*TASKS AND EXERCISES*
• A. In the interview transcript, which four scenarios must every chapter of the book describe?
• B. Write out the stretch of the interview transcript from "PennSound's Maggie O'Sullivan" through "and writing it.".

*EXCERPTED PASSAGE*
--- begin ---
PENN STUDENT: Well, speaking of innovative rationale, where did your constraints, your content constraints about, you know, the nautical voyage and so forth, come from?
BÖK: Okay, in the book, the five chapters have a thematic thread, which runs throughout the entire book. Every chapter has to allude to the art of writing. All the chapters have to describe a culinary banquet, a prurient debauch, pastoral tableaux, and a nautical voyage. These four scenarios are indicative of a vocabulary that’s common to all five vowels. It’s possible to say something erotic or culinary in theme in all the vowels cause they actually have that vocabulary common to all of them. So, I wanted there to be sort of thematic consistency across the entire book. I didn’t want it to be just five separate, individual stories that had no correlations with each other. I wanted there to be some sort of thematic parallelism, and it just so happened that these were the lexicons that were common to the five vowels. So, included them in the story.
Now, coincidentally, those four scenarios are, in fact, the kinds of scenarios you typically see in Greek epic poetry. And, for me, the word eunoia, which is originally from Greek, means quite literally “good-will”—it was a term coined by Aristotle to describe the frame of mind that you have to be in in order to make a friend—it seems to me it reflects a kind of neo-classical set of values about beautiful thinking. And certainly, there is a kind of classical story in there. The re-telling of the Iliad in chapter E, I think, alludes, in fact, to these kinds of four scenarios, which are common to a classical form of story telling. You would find these scenes in that.
PENN STUDENT: So, did the classical idea come first, because when I read the nautical voyage, it reminded me of, sort of, epic, the epic tradition? So, did the research for what was common come first, or sort of a homage to the classical traditions?
BÖK: It’s all a side effect of the actual vocabulary itself. It wasn’t as though I planned to write about these four scenarios. The vocabulary determined, in effect, what it was possible for me to say, and I simply said it. It just so happens that, I think, coincidentally, they are easily integrated into this rationale, this explanation, you know, that it has something to do with, I think, a kind of neo-classical, kind of Apollonian rigor or, you know, aesthetic value that I think the Greeks exemplify.
PENN STUDENT: Okay, my final question: have you ever thought of joining an acapella group?
BÖK: No, I don’t think so. I don’t think I would join an acapella group. I’m too much of an auteur.
I have no vocal training. I’m not a musician.
BERNSTEIN: You know, I always thought Eunoia was what people said about poetry like ours: You annoy-a me.
BÖK: That’s right, that’s right. That was the standard joke my friends when the book was out wearing its welcome, people would describe it as Annoy-you, or, better yet, Ennui.
PennSound's Maggie O'Sullivan page includes a recording of a discussion with Penn students in Charles Bernstein's "studio 111" seminar. Michael Nardone has transcribed the session now and here is a portion:
PENN STUDENT: Thank you for your close reading, Ms. O’Sullivan. I was wondering if you could describe the relationship between performing your work and writing it.
O’SULLIVAN: Well, it depends on, every situation is different. Performing it is another opportunity to re-engage with the text at different levels, and another opportunity to negotiate the text on the page.
--- end ---
*DATASET CONTENT*
--- begin ---
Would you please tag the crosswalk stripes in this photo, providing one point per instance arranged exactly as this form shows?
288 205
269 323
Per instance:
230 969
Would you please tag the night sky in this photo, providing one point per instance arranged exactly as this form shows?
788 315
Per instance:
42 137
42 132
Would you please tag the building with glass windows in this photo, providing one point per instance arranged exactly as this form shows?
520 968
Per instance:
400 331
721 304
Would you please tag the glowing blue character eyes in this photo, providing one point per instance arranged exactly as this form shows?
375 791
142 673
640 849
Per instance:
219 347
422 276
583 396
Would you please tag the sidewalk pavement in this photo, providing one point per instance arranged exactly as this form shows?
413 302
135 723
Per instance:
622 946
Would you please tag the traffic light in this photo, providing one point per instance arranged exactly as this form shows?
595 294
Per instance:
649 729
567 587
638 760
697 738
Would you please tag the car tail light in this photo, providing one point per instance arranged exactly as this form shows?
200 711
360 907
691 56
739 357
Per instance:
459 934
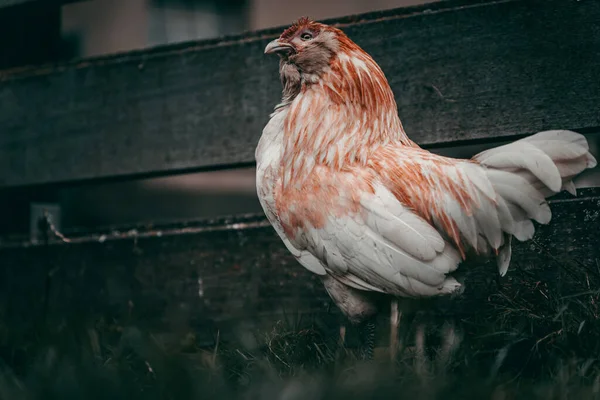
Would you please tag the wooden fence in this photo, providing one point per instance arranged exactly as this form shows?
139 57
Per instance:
462 72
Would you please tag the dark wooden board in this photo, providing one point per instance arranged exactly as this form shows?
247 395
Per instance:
201 277
41 3
459 70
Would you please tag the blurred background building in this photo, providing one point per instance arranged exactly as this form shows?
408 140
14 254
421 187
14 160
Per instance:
76 29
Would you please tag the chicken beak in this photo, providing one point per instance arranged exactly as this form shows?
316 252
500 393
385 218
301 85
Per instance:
277 46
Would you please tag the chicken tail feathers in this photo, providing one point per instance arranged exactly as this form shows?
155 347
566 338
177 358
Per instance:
526 172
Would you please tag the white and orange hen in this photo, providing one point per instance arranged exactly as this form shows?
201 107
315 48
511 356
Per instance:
363 206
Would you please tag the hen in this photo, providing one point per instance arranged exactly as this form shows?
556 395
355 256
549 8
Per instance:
364 207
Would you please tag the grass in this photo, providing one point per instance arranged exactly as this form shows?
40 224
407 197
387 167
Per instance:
529 339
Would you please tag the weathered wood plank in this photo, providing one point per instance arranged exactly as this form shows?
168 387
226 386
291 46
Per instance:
11 3
459 71
197 276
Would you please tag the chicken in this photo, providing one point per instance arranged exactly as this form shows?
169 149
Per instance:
364 207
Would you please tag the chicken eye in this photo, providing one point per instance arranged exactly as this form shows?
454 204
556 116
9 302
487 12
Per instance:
306 36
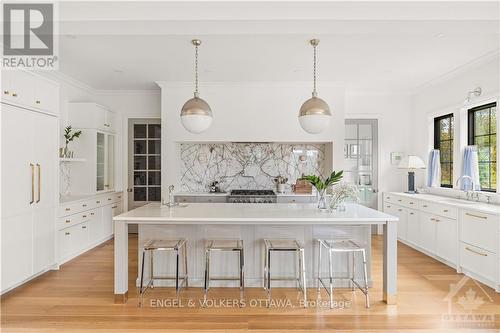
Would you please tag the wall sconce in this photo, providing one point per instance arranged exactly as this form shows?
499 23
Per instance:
474 93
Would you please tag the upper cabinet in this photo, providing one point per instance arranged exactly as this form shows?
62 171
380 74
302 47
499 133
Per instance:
23 88
91 116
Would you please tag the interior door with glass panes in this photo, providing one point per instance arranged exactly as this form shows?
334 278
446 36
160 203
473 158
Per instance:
361 158
144 162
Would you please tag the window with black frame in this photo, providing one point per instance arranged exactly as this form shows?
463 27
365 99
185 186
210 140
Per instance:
443 141
482 127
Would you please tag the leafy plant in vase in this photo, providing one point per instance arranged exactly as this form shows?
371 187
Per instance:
322 185
69 136
341 193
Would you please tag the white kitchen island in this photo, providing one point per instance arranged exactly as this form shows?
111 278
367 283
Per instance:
197 222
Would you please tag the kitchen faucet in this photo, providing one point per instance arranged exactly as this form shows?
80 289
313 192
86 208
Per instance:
472 187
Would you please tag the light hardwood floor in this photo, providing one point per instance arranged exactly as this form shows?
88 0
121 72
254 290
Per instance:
79 297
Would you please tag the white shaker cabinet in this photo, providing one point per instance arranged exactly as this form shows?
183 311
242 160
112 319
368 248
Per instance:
28 178
29 90
91 115
447 239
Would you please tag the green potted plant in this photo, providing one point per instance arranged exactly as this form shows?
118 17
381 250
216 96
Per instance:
322 185
69 136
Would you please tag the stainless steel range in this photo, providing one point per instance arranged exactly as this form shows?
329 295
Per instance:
252 196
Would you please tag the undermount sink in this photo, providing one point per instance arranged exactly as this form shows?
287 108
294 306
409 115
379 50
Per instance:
459 201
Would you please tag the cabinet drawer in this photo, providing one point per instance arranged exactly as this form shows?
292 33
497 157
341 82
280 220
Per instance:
478 261
479 229
438 209
71 220
76 207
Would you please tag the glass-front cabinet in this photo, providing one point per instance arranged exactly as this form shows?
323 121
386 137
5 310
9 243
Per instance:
96 173
105 146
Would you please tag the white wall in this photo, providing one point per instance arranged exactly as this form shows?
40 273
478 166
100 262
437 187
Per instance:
393 111
260 112
447 95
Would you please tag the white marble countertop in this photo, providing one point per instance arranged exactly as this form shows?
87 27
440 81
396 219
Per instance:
460 203
228 213
224 194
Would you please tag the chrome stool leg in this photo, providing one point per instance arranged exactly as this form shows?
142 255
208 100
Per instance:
367 298
141 292
303 271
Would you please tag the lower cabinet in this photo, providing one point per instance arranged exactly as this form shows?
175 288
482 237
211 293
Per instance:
447 239
413 227
84 229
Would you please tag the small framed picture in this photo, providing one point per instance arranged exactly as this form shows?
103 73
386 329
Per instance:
396 157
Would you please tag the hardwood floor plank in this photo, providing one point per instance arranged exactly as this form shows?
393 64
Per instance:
79 298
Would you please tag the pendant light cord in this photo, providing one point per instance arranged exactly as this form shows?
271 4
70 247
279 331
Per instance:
314 71
196 69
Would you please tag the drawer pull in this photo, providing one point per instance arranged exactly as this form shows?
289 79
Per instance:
477 216
476 252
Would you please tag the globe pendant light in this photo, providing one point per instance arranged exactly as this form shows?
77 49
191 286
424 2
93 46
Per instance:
314 115
196 115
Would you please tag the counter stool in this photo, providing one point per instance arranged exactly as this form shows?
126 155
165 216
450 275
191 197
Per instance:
342 246
284 245
174 246
234 245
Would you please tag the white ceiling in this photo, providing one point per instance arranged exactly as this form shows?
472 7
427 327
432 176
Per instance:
392 46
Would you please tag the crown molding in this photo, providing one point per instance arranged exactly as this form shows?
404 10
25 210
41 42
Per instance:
484 59
250 84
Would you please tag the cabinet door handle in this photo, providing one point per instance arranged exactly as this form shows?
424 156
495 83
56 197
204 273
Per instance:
39 181
32 166
477 216
476 252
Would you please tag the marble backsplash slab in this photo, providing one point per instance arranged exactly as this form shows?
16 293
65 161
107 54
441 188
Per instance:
247 165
--- end ---
*TASK-BY-TASK RESULTS*
• A. A culinary banquet, a prurient debauch, pastoral tableaux, and a nautical voyage.

• B.
PennSound's Maggie O'Sullivan page includes a recording of a discussion with Penn students in Charles Bernstein's "studio 111" seminar. Michael Nardone has transcribed the session now and here is a portion:
PENN STUDENT: Thank you for your close reading, Ms. O’Sullivan. I was wondering if you could describe the relationship between performing your work and writing it.